*** Text ***

Tim Oxford and Max Kerman of The Arkells talk to VO
Tim Oxford could not have known it at the time, but one day his job as a golf ball sorter would be inspiration for one of the most heart-pumping tracks off his band's 2008 album Jackson Square. "Oh, the Boss is Coming!" speaks of the drudgery, boredom and injustice of jobs like the one Oxford had. "I sorted golf-balls by number. Number ones in one bucket, number twos in another bucket. That is the most tedious, irritating job known to man," said the drummer of the Arkells.
Oxford and lead singer Max Kerman, who sat down to speak with VO Thursday, may no longer be cogs in the machine of menial labour, but, said Oxford, "You’ve got to respect anyone who’s sticking it out nine to five doing that. (Kerman told me that he lasted two hours at a telemarketing job before walking out during the training session).
Without missing a beat, when I ask who inspires them, Oxford says "Max!" and Kerman responds "Tim!" And the two members of the Arkells do compliment one another. The lead singer, who is both engaging and nonchalant, plays the role of the comedian while also gamely answering all of my questions. Oxford is quieter, down-to-earth, and injects reflective commentary into our conversation.
Tim Oxford set the beat.
Earlier this year the band, whose indie rock sound has been described by Now Magazine as having "an awesome muscular quality," won a Juno Award for New Group of the Year. But they claim that they haven't mastered the art of looking paparazzi-ready at the airport. "When we go to Toronto we still look like a bunch of bumbling fools with our guitar cases falling off the dolly. Struggling at the airport never really changes," Kerman said. Switching his tone, he adds that, "It's been really cool to celebrate our hard work with the people who have been supportive of us."
It's been four years since the group was formed on Arkell Street, where some of the band members lived, in Hamilton. "It was a home birth, a water birth, we had a [mid-wife]," Kerman joked. They enjoyed playing music together and were inspired by other musicians so they began to write and perform their own songs, he said.

*** End of Text ***

## About this exercise
Reproduce the passage of the Arkells article from "Without missing a" up to and including "set the beat.".

*** Extracted information ***

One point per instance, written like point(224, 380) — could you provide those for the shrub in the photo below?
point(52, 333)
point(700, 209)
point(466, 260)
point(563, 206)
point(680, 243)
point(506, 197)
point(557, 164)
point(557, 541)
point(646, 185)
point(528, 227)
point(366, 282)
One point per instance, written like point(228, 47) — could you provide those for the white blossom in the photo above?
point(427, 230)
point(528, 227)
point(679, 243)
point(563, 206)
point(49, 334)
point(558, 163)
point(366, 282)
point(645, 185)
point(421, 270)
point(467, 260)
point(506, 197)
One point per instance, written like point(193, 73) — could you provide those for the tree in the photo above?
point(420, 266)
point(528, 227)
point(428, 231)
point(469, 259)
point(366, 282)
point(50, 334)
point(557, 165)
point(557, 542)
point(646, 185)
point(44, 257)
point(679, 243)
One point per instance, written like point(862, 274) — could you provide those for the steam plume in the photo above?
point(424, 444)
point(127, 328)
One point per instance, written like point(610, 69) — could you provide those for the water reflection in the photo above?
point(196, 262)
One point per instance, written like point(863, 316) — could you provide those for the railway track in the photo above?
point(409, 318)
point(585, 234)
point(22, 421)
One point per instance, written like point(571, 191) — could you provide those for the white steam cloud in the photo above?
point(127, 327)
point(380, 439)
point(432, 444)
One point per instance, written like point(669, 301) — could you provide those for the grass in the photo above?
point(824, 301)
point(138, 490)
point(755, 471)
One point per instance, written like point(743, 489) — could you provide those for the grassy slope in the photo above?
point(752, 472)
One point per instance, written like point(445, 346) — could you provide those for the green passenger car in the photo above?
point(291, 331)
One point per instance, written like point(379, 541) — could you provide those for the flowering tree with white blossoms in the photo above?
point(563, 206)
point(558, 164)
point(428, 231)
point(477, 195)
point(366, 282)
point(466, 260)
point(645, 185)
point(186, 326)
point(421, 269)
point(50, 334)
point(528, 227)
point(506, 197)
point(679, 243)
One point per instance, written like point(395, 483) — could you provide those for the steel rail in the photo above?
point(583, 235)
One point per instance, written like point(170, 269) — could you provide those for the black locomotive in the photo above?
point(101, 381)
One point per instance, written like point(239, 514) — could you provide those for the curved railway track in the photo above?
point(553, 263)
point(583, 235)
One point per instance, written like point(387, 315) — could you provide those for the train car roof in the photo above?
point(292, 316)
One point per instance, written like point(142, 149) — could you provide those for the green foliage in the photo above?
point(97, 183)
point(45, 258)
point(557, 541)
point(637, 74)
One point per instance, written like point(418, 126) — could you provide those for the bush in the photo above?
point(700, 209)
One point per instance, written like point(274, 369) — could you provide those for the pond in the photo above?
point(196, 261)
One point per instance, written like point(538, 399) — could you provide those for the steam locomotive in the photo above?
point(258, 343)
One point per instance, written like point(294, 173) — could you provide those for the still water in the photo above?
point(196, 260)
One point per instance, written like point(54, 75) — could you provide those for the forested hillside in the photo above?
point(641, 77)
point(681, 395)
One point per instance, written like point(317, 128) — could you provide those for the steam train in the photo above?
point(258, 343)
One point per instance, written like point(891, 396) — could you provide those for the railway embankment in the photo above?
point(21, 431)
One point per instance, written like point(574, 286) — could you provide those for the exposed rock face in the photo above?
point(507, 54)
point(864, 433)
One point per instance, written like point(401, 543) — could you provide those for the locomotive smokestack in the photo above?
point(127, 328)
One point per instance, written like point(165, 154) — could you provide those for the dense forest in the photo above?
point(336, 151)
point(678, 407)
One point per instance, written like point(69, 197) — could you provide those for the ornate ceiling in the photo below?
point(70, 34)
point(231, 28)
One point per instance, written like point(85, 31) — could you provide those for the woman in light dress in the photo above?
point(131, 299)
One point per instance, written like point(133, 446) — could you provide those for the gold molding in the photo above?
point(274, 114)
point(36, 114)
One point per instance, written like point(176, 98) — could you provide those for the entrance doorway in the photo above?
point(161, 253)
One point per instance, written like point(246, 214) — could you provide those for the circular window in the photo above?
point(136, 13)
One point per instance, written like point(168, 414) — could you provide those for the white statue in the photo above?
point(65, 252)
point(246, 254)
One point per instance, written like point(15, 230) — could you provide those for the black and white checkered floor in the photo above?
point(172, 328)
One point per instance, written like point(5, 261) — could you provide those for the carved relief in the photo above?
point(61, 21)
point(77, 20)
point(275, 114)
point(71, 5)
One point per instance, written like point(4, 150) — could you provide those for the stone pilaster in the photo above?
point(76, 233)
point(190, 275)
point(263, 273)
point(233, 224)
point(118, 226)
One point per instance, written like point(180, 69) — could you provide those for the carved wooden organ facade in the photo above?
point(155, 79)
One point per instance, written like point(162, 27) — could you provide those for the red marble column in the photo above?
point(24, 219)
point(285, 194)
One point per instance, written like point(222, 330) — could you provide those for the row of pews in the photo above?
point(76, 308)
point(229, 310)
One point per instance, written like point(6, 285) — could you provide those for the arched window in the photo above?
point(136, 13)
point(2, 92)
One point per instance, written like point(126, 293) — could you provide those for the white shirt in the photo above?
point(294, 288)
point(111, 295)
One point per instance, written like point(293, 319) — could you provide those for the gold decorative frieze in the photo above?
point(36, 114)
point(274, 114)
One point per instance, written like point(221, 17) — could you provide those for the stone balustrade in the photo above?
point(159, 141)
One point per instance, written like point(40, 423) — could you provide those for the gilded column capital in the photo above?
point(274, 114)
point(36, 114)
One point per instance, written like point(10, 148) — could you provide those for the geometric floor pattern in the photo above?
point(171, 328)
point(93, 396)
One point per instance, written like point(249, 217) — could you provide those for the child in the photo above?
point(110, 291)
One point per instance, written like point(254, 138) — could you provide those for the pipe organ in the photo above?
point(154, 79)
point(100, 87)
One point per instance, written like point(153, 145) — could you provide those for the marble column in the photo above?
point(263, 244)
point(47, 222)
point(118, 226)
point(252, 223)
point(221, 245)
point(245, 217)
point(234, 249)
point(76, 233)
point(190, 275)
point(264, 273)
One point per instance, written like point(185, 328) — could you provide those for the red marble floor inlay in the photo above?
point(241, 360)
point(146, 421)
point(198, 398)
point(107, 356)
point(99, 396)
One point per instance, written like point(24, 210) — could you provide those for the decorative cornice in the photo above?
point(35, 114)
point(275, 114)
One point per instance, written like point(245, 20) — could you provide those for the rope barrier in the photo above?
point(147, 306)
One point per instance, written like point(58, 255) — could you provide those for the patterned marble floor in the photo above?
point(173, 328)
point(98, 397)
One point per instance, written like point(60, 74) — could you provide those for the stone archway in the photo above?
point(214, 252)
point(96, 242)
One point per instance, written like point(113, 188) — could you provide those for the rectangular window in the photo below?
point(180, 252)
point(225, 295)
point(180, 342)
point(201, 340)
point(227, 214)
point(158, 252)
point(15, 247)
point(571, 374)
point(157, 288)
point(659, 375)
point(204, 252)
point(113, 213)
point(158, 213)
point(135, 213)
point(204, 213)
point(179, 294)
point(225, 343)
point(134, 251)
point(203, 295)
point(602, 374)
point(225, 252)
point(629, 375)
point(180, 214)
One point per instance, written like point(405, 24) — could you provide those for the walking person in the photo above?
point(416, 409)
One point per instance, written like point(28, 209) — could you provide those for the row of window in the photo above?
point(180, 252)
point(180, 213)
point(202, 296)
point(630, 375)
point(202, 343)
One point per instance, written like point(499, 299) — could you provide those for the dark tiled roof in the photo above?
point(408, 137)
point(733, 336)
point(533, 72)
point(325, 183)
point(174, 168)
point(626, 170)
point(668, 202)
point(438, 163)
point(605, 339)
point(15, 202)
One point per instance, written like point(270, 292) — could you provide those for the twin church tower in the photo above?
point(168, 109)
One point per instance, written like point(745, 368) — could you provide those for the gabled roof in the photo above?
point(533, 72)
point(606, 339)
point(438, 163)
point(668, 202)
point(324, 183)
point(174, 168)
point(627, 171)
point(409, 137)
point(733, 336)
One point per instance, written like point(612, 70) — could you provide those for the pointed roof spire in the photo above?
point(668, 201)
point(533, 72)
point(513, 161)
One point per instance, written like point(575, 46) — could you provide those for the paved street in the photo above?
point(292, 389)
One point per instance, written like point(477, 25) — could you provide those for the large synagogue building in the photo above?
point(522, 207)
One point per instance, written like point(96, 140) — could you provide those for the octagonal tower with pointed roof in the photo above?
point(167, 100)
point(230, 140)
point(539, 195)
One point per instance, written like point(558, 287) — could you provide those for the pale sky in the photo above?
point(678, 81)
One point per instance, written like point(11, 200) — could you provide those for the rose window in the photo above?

*** End of Extracted information ***

## Exercise output
Without missing a beat, when I ask who inspires them, Oxford says "Max!" and Kerman responds "Tim!" And the two members of the Arkells do compliment one another. The lead singer, who is both engaging and nonchalant, plays the role of the comedian while also gamely answering all of my questions. Oxford is quieter, down-to-earth, and injects reflective commentary into our conversation.
Tim Oxford set the beat.